Action item:
Below are some records. Copy every line in them that holds "framed".

+ + +

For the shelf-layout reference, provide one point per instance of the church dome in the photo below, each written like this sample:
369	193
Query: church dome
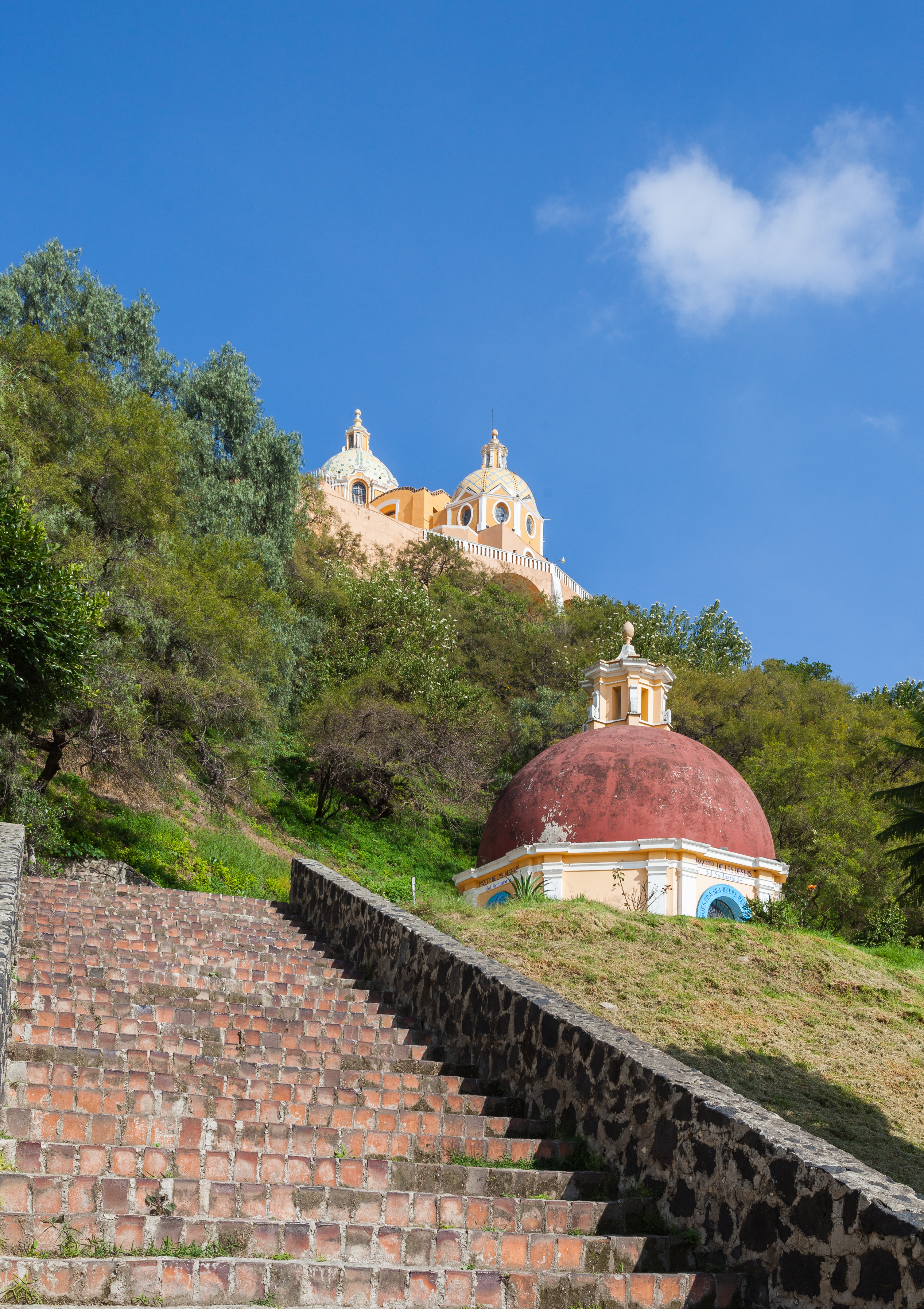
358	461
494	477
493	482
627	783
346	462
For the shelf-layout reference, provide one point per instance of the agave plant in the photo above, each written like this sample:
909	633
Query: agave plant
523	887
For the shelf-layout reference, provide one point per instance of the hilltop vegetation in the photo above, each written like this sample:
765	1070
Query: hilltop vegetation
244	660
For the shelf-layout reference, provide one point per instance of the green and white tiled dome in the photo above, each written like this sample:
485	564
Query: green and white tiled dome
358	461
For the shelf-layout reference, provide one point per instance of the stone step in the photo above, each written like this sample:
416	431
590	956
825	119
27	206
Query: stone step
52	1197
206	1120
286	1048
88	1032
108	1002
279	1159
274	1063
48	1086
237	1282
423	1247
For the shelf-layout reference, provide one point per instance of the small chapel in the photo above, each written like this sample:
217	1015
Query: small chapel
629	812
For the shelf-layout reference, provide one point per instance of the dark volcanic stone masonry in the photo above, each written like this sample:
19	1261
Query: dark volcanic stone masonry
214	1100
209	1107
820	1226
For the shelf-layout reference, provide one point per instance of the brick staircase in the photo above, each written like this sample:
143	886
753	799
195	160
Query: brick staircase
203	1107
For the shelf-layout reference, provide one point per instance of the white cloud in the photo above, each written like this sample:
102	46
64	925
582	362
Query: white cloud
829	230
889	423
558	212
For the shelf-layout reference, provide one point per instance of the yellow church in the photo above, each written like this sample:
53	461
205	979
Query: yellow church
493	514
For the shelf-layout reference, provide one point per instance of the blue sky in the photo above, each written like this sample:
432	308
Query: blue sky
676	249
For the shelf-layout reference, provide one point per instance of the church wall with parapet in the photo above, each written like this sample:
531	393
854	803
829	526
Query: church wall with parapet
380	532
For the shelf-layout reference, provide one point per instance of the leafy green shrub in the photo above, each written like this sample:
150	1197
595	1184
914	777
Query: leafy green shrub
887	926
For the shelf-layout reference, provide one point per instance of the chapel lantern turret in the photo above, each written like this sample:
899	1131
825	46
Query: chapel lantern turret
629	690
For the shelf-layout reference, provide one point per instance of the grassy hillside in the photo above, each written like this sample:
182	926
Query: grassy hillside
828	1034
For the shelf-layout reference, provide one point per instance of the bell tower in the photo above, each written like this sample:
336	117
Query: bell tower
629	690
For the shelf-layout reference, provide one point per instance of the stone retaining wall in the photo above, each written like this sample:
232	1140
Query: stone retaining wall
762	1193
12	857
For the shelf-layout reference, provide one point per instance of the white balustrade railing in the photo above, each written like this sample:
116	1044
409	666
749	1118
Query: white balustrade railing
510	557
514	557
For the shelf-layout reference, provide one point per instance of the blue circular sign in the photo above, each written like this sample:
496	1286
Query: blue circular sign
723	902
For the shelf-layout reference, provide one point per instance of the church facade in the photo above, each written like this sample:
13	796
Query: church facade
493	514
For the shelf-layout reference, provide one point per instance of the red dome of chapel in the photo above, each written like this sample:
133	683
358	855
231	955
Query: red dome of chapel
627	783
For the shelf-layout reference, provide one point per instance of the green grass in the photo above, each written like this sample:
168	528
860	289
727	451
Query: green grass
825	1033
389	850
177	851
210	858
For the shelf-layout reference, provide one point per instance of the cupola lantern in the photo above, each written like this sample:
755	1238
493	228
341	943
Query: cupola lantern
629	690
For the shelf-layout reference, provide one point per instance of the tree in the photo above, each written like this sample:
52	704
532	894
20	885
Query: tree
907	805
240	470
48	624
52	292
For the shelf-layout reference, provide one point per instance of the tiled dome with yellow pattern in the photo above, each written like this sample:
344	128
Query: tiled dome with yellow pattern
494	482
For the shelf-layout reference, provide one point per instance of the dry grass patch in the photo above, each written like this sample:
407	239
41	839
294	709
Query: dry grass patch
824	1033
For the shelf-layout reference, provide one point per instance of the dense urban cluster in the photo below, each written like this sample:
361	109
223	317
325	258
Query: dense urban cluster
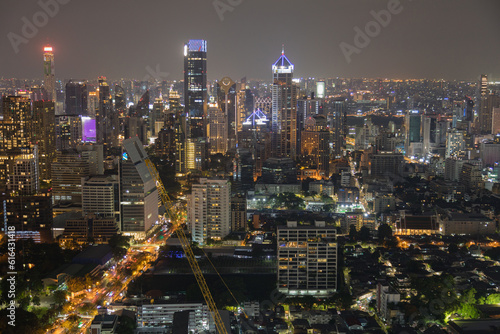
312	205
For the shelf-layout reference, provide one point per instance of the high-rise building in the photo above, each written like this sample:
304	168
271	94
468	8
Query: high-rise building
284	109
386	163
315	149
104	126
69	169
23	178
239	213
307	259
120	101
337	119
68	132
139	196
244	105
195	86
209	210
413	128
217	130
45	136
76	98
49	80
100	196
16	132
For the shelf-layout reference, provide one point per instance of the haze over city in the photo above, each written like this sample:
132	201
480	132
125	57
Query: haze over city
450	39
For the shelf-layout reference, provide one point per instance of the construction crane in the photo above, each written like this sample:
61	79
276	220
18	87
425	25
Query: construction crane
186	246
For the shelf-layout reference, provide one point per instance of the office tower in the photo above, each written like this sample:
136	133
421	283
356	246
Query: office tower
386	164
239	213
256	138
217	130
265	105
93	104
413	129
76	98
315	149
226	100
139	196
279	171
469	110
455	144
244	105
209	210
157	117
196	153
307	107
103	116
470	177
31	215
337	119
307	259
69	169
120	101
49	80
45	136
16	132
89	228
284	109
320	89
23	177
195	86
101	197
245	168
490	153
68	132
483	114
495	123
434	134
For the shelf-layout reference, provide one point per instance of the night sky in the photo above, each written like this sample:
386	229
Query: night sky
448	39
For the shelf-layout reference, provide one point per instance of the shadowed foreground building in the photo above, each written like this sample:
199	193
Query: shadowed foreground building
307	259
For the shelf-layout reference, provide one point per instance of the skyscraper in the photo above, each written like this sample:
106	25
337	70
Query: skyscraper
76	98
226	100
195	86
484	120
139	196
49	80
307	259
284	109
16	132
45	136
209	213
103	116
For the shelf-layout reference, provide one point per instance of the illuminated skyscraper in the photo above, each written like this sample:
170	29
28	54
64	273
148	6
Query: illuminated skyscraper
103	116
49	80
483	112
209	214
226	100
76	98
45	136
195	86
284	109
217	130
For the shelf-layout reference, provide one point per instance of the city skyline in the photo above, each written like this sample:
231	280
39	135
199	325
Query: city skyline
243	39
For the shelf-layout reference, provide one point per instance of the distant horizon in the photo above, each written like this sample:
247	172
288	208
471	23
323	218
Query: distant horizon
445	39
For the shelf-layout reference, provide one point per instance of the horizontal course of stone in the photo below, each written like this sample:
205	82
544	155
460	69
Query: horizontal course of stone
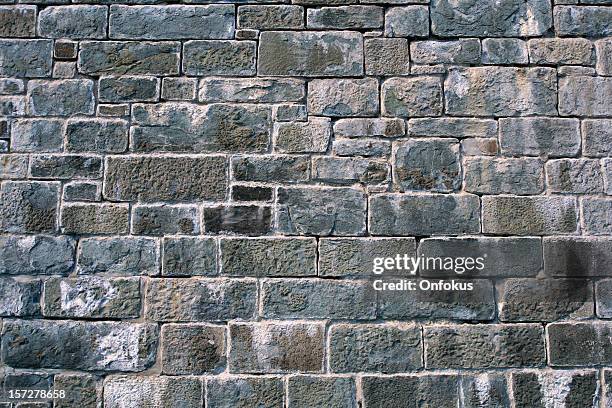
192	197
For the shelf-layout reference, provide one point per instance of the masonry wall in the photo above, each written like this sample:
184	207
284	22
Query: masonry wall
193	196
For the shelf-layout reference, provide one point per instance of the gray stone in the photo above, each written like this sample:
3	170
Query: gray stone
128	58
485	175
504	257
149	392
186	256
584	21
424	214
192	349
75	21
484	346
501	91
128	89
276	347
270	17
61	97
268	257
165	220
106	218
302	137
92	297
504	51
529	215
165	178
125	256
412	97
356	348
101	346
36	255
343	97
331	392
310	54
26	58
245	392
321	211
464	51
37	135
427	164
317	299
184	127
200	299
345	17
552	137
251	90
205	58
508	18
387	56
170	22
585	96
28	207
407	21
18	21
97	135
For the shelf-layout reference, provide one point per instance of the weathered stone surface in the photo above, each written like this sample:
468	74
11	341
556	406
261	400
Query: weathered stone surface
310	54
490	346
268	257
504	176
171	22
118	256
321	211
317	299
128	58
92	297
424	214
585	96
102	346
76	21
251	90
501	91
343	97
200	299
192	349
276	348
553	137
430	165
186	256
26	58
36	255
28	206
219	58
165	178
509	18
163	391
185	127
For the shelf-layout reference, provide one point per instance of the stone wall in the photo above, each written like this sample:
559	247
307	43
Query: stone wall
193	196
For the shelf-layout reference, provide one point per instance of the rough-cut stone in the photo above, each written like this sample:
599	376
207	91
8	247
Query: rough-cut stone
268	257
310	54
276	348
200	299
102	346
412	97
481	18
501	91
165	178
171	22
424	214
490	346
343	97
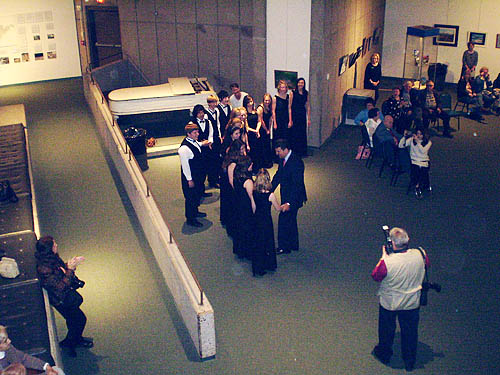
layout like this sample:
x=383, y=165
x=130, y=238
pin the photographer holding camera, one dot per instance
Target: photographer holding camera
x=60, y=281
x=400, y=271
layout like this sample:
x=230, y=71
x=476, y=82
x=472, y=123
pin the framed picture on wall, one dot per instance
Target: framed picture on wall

+ + +

Exercise solution:
pin the framed picture on wall, one dot per instance
Target: framed picture on wall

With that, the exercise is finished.